Dataset entries
◆ ◆ ◆
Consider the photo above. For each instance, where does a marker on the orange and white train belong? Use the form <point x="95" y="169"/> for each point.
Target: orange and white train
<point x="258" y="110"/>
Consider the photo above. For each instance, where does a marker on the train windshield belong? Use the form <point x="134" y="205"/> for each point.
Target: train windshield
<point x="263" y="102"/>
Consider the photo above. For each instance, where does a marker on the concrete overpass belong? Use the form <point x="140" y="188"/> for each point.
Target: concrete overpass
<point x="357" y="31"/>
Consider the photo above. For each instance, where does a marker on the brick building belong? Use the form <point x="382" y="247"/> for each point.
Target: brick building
◆ ◆ ◆
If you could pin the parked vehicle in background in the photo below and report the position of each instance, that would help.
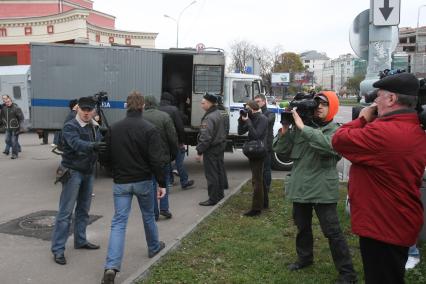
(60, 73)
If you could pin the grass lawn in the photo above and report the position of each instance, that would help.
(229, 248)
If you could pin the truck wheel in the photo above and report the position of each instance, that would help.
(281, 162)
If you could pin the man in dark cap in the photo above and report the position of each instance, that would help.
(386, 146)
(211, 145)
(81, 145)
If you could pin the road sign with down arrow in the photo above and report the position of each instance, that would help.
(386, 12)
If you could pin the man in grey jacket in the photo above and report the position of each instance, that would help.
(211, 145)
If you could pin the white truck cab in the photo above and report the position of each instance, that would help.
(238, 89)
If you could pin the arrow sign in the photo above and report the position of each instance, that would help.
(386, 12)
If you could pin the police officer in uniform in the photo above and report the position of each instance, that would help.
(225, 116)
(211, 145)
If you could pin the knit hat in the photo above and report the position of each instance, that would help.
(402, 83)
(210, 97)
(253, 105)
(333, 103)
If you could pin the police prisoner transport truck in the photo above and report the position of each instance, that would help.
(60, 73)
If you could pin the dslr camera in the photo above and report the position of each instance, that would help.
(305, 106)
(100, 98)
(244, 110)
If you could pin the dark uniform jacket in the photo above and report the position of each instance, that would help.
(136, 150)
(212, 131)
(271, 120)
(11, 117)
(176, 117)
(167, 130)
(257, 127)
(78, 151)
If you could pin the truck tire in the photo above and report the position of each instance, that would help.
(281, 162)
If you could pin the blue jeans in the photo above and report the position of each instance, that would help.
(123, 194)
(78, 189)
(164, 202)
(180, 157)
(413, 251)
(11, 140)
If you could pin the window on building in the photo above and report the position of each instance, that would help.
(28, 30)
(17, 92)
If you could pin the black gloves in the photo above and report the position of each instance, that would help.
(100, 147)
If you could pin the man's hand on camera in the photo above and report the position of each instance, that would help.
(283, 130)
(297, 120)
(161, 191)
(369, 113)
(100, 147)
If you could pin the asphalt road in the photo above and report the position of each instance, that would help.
◆ ◆ ◆
**DO THIS:** Format the lines above, from the line with "on the orange" to the line with "Target: brick building", as a JSON list of strings with one string per line. Leave out any blank lines.

**OUTPUT:**
[
  "Consider the photo above. For each instance, where does a marker on the orange and white train belong? Use the form <point x=\"95\" y=\"169\"/> for each point.",
  "Target: orange and white train",
  "<point x=\"258\" y=\"110\"/>",
  "Consider the photo above. For each instance, where does a marker on the train windshield belong? Use the form <point x=\"134\" y=\"205\"/> for each point.",
  "Target: train windshield",
  "<point x=\"263\" y=\"102\"/>",
  "Consider the photo above. For each instance, where does a marker on the concrete overpass belong? Use the form <point x=\"140\" y=\"188\"/> for each point.",
  "Target: concrete overpass",
  "<point x=\"357\" y=\"31\"/>",
  "Consider the photo above. For each instance, where does a marker on the brick building belong? Use the form <point x=\"382\" y=\"247\"/> for each point.",
  "Target: brick building"
]